**Requirement 1:** In the text on Dostoevsky's Saint Petersburg addresses, what is the modern address of Dostoevsky's first residence in the city?
**Requirement 2:** Extend the text on Dostoevsky's Saint Petersburg addresses past its final sentence.

**Extract:**
##############################
Studies at the Main Engineering School (Mikhailovsky Castle)

Fontanka River Embankment, 2, Saint Petersburg, Russia, 191187

Dostoevsky moves into the Engineering (formerly Mikhailovsky) Castle, where the Main Engineering School is located. Dostoevsky's company officer, A. I. Savelyev, later recalled that "His favorite place to work was the embrasure of the window in the corner bedroom of the company, overlooking the Fontanka."

The first address of Dostoevsky in St. Petersburg

Moskovsky Ave., 22, Saint Petersburg, Russia, 190013

The first address of Dostoevsky in St. Petersburg was Bolshoy Tsarskoselsky Prospect, the house of Collegiate Councillor Fyodor Dmitrievich Serapin, No. 7. The modern address is Moskovsky Prospect, No. 22. The house has been preserved (built in the 1820s). In a draft petition addressed to the monarch, M.A. Dostoevsky, who brought his elder sons Mikhail and Fyodor to St. Petersburg to enroll in the Main Engineering School, indicated his "temporary residence near Obukhov Bridge in the hotel at No. (text unfinished)." The researcher of Dostoevsky's work, Fedorov, suggested that the hotel where the Dostoevskys "could have stayed 'near Obukhov Bridge'" was the "stagecoach hotel in the 'huge' Serapin house, where 'order and cleanliness, arrangement and affordability (as the newspaper 'Northern Bee' wrote) are worthy of attention'."
##############################
**Data for analysis:**

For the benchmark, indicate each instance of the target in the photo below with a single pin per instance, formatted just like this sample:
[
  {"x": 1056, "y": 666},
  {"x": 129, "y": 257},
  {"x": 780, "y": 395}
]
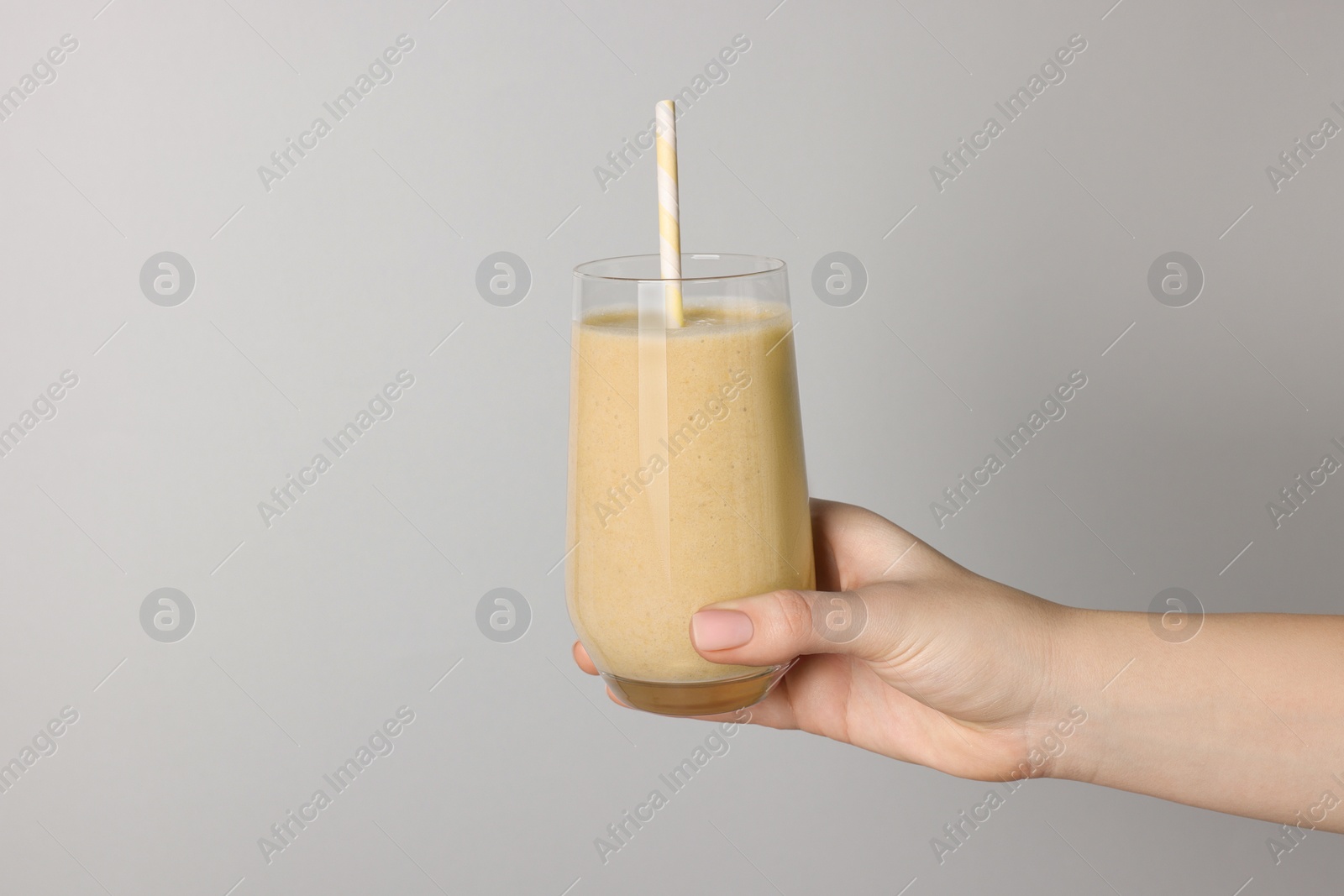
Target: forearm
[{"x": 1245, "y": 718}]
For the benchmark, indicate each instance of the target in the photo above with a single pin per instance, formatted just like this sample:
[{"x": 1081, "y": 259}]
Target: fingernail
[{"x": 721, "y": 629}]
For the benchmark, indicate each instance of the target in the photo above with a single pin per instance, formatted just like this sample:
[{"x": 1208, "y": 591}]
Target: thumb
[{"x": 774, "y": 627}]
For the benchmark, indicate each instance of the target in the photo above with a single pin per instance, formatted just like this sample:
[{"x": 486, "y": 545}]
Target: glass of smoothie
[{"x": 687, "y": 481}]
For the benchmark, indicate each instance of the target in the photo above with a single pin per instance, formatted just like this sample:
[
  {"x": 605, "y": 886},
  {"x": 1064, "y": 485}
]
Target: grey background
[{"x": 309, "y": 297}]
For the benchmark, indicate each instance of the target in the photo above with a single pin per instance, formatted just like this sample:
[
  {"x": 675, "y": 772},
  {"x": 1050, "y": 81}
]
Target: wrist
[{"x": 1073, "y": 705}]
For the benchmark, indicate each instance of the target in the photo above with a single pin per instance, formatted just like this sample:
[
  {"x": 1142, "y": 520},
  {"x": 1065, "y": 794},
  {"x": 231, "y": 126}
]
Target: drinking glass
[{"x": 685, "y": 481}]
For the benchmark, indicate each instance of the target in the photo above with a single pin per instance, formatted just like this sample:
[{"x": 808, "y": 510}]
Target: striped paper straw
[{"x": 669, "y": 215}]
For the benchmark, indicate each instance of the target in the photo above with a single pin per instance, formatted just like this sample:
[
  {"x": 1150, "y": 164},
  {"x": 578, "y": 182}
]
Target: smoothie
[{"x": 669, "y": 515}]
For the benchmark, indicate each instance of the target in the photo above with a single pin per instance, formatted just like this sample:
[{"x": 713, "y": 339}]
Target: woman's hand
[{"x": 917, "y": 658}]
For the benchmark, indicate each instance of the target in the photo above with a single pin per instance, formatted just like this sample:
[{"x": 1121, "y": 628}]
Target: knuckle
[{"x": 795, "y": 616}]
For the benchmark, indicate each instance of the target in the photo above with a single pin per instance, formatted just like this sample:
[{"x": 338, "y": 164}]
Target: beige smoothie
[{"x": 711, "y": 506}]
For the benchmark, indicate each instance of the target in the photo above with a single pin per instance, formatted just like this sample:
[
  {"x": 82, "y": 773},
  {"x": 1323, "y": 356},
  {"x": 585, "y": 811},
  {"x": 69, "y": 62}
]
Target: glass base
[{"x": 696, "y": 698}]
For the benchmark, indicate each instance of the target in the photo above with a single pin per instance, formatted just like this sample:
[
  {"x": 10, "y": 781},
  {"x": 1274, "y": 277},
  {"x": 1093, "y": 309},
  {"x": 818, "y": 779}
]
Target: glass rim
[{"x": 770, "y": 265}]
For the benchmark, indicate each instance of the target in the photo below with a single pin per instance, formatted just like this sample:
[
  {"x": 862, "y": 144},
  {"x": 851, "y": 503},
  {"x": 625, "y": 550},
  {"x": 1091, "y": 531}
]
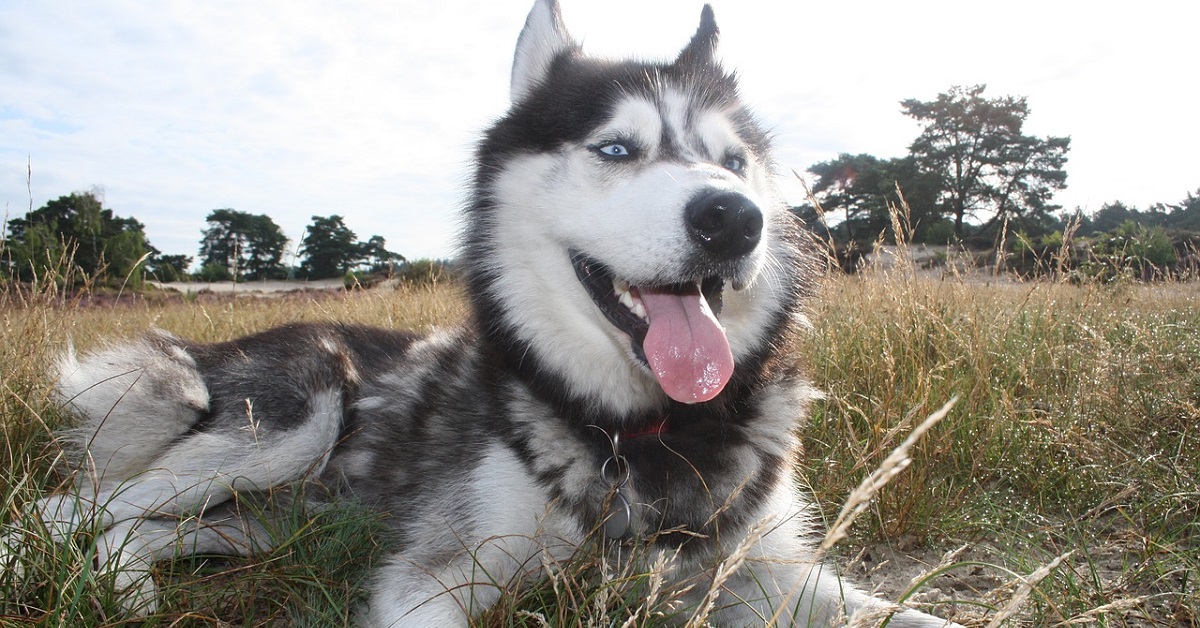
##############################
**Task answer 1:** Moskovsky Prospect, No. 22.

**Task answer 2:**
Preparation for Admission to the Main Engineering School

Ligovsky Ave., 65, Saint Petersburg, Russia, 191040

Having placed his sons for exam preparation at the Main Engineering School in Captain Kostomarov’s boarding house, Mikhail Andreyevich Dostoevsky left back for Moscow on May 26 or 27. The historical address of the boarding house: Ligovsky Canal Embankment, house of the 3rd guild merchant Nikita Ivanovich Reshetnikov, No. 66. Captain Kostomarov’s boarding house. Modern address: Ligovsky Prospect, No. 65. The house has not been preserved (the current building was constructed in 1912–1913). The address is recorded in a memorial note by A.G. Dostoevskaya, made by her in the Notebook of 1876–1884: “Dostoevsky studied under Coronad Filippovich Kostomarov, on Ligovsky Canal, Reshetnikov’s house.”

Karavannaya Street, merchant Setkov's house, corner of Italian Street, No. 15

Karavannaya St., 16, Saint Petersburg, Russia, 191023

From August 18, 1841, Dostoevsky began studying in the lower officer class. Having gained the opportunity to live outside the Engineering School, Fyodor Mikhailovich immediately moved to Karavannaya Street to the house of merchant Setkov, at the corner of Italian Street, No. 15 (Modern address: Karavannaya St., No. 16/14). There, "shutting himself in his study, he devoted himself to literary pursuits."

At the Vladimir Church, on the corner of Grebetskaya Street and Kuznechny Lane, the house of merchant Kuchin, at No. 9

Kuznechny Lane, 5/2, Saint Petersburg, Russia, 191002

The address is indicated in Dostoevsky's letter to his brother Mikhail dated February 1, 1846: "...near the Vladimir Church, at the corner of Grebetskaya Street and Kuznechny Lane, the house of merchant Kuchin, at No. 9." The specific historical address and the name of the homeowner are restored according to Tsyolov's 1849 "Atlas of the Thirteen Parts of St. Petersburg."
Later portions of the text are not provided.